Given exercise =
Return every line of the records below that contains the string "shadow", matching case exactly.

Coordinate labeling records:
## START

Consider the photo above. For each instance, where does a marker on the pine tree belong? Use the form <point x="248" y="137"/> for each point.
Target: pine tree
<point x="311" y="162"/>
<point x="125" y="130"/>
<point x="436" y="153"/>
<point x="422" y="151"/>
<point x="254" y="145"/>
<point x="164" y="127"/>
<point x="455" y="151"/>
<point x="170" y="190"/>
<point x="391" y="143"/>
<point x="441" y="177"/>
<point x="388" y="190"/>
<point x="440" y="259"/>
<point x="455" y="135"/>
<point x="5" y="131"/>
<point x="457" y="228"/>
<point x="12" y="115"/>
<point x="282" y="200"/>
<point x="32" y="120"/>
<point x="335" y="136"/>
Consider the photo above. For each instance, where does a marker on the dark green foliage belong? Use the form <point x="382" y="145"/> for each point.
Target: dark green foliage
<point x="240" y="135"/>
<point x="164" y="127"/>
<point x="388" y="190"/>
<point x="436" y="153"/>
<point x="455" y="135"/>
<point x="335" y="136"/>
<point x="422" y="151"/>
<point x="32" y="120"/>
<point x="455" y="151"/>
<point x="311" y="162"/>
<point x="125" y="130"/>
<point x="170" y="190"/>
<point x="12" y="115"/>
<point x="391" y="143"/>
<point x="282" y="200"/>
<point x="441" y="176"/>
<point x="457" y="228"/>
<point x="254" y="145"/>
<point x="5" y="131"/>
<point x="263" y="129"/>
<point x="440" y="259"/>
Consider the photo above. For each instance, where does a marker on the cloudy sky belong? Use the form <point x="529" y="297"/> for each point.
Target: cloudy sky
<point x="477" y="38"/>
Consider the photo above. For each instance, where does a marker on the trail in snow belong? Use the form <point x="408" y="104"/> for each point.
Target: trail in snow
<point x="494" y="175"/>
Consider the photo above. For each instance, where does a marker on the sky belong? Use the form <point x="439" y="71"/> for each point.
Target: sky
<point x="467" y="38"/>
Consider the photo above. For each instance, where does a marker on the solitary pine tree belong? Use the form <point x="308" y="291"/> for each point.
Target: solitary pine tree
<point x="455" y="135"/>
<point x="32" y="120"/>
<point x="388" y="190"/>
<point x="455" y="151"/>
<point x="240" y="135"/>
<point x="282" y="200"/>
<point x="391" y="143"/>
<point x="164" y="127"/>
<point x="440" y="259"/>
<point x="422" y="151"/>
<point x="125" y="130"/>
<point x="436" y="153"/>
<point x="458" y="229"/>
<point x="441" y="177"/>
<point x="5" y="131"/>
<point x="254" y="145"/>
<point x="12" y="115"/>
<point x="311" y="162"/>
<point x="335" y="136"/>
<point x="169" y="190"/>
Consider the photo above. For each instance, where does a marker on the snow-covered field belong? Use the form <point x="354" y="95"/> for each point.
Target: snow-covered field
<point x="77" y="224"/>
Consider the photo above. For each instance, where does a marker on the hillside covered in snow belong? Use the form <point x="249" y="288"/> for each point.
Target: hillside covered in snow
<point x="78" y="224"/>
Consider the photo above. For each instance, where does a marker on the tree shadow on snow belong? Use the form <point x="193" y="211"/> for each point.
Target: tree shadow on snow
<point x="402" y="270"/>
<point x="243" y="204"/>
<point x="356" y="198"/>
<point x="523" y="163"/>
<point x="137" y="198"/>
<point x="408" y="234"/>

## END
## START

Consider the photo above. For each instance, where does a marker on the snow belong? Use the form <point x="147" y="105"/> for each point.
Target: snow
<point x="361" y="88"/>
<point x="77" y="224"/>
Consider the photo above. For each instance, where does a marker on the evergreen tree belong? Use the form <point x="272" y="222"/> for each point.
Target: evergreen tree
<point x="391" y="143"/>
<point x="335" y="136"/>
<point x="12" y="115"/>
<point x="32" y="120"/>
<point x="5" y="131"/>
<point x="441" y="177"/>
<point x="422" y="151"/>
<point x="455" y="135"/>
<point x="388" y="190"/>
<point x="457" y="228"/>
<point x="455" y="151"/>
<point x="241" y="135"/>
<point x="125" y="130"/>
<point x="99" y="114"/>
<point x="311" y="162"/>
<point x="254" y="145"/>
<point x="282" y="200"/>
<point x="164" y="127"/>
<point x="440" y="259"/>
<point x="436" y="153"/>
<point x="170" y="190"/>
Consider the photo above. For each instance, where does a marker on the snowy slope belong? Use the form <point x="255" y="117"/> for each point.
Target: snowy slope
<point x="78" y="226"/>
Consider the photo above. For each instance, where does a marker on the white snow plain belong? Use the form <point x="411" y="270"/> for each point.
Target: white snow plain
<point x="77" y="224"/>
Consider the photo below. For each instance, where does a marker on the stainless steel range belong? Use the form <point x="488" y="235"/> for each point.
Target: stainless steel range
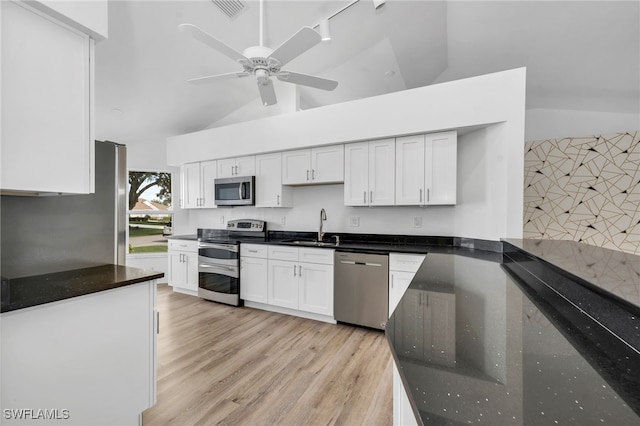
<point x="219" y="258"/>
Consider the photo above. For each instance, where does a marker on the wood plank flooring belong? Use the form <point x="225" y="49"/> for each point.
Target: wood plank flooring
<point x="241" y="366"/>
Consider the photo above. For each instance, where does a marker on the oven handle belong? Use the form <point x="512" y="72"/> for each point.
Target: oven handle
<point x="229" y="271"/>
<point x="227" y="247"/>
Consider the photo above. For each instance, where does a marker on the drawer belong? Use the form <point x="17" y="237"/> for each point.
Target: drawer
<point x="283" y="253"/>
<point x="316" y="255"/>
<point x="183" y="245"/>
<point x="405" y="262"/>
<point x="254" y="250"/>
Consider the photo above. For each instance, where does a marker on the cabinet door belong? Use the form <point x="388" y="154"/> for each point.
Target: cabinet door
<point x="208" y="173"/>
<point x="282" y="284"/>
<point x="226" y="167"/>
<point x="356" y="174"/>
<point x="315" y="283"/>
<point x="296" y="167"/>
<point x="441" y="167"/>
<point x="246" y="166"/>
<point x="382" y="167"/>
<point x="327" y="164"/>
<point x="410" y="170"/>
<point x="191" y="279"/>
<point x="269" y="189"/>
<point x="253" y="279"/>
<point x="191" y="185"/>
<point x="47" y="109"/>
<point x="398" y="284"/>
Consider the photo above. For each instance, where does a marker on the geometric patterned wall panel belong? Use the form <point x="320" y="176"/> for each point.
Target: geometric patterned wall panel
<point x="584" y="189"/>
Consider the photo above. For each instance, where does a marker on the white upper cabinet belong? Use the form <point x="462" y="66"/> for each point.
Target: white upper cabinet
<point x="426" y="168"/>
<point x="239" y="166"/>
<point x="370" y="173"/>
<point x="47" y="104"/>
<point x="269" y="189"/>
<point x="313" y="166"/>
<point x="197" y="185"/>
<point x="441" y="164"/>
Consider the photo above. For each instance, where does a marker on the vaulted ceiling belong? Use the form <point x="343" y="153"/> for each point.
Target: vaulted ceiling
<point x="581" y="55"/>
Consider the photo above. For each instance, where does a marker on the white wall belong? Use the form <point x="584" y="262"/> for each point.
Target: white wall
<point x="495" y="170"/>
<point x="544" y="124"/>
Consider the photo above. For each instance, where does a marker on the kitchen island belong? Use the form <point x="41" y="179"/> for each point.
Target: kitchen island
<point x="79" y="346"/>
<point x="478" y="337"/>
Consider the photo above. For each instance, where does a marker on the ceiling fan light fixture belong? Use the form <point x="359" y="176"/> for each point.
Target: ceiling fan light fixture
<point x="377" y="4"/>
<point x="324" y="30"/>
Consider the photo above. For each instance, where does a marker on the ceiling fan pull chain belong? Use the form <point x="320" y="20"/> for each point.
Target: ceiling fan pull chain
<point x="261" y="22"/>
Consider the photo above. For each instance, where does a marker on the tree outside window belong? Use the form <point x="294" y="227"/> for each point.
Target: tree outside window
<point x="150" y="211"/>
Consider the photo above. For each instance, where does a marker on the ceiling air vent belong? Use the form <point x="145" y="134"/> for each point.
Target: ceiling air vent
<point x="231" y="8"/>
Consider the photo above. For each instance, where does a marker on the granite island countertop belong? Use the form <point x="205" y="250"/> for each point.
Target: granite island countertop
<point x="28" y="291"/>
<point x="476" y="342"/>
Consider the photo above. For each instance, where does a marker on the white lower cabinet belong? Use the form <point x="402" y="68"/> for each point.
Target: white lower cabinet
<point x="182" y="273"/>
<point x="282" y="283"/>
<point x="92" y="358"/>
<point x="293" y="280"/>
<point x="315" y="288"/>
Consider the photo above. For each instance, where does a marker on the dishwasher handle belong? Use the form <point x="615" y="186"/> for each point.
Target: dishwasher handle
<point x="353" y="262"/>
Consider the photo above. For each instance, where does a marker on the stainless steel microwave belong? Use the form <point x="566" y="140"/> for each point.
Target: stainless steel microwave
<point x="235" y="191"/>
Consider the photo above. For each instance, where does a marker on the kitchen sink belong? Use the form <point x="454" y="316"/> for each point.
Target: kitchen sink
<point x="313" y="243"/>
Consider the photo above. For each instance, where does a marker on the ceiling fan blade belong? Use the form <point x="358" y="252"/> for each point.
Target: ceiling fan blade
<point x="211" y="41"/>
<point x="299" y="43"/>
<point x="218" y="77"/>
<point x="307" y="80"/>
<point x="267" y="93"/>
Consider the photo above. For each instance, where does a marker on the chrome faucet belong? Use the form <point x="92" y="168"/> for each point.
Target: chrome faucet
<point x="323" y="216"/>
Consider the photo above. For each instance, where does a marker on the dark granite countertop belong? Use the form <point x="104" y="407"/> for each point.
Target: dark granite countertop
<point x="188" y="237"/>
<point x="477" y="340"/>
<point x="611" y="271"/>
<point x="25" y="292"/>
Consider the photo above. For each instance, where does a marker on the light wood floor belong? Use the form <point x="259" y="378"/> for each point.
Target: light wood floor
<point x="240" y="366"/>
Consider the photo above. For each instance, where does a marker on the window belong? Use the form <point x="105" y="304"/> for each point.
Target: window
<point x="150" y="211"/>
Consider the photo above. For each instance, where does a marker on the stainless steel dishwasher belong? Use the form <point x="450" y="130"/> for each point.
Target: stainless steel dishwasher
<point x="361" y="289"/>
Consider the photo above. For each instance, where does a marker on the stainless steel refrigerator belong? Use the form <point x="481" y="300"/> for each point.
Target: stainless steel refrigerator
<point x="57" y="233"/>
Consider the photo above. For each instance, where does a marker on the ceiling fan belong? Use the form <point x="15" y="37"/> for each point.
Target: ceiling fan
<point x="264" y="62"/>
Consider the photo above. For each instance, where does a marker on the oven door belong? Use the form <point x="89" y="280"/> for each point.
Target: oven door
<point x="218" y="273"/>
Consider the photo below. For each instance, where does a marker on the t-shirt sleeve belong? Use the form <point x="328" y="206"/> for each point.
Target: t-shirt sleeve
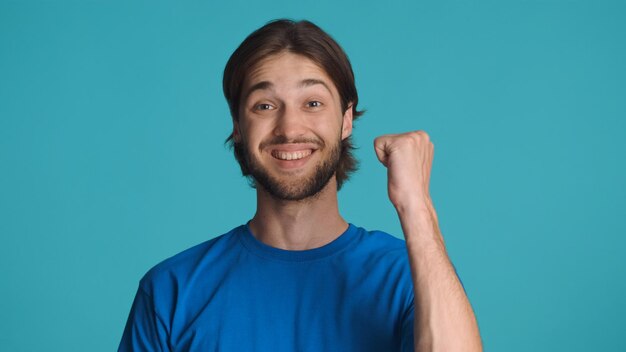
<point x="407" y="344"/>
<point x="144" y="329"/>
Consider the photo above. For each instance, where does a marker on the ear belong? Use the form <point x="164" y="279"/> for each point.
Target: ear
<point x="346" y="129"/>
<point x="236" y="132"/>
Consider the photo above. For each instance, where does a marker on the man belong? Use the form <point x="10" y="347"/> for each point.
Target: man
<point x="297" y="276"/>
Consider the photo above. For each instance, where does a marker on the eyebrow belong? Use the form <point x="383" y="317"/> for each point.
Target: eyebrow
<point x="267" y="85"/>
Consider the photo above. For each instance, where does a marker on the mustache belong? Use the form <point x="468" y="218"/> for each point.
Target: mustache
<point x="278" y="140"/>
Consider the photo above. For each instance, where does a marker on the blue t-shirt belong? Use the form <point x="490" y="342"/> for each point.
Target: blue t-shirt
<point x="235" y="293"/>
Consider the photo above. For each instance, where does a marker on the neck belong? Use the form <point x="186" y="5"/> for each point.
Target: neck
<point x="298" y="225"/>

## END

Result below =
Consider the photo above. For each instance, where does a marker on the tree shadow on snow belong? Use the form <point x="193" y="211"/> for each point.
Target: tree shadow on snow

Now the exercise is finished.